**Exercise description:** Within the listing below, show every line that contains the word "jersey".
##### Data for processing #####
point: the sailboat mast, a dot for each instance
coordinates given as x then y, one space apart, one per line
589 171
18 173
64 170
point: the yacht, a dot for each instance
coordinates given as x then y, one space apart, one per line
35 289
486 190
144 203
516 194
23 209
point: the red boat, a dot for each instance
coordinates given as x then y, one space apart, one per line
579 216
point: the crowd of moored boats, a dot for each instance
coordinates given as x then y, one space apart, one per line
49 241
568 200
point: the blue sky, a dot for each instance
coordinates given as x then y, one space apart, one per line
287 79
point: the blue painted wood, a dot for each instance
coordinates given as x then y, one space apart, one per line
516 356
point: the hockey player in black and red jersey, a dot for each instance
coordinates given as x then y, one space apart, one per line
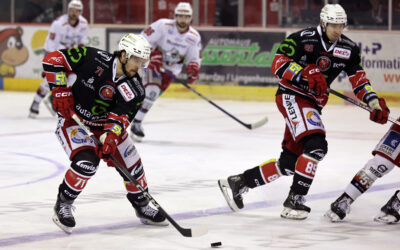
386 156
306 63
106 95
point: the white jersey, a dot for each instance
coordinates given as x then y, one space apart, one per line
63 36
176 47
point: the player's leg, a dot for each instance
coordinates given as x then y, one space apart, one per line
#####
##### Data for processing #####
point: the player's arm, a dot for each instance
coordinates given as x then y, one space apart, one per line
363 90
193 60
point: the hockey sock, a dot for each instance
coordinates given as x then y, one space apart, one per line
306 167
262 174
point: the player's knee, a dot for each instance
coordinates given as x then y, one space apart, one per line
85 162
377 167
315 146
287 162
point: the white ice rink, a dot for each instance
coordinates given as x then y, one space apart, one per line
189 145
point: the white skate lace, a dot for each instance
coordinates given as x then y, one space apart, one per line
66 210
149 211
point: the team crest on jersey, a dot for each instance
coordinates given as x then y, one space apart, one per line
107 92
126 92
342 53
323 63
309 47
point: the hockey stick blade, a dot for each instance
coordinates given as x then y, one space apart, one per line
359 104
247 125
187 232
#####
##### Data for processing #####
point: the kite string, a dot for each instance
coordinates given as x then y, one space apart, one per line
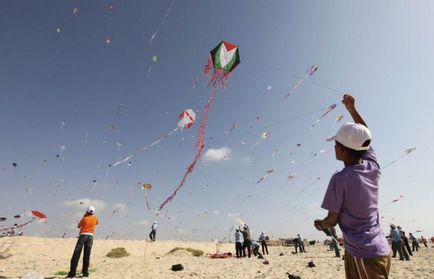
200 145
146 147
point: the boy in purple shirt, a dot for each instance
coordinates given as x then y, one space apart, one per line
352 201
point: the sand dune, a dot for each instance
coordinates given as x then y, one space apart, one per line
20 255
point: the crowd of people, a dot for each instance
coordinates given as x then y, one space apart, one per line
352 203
#####
**Task result:**
point: the hockey player in black and red jersey, a dot for each instance
point: the white jersey, a dot for each instance
point: the team crest on jersey, a dot for each instance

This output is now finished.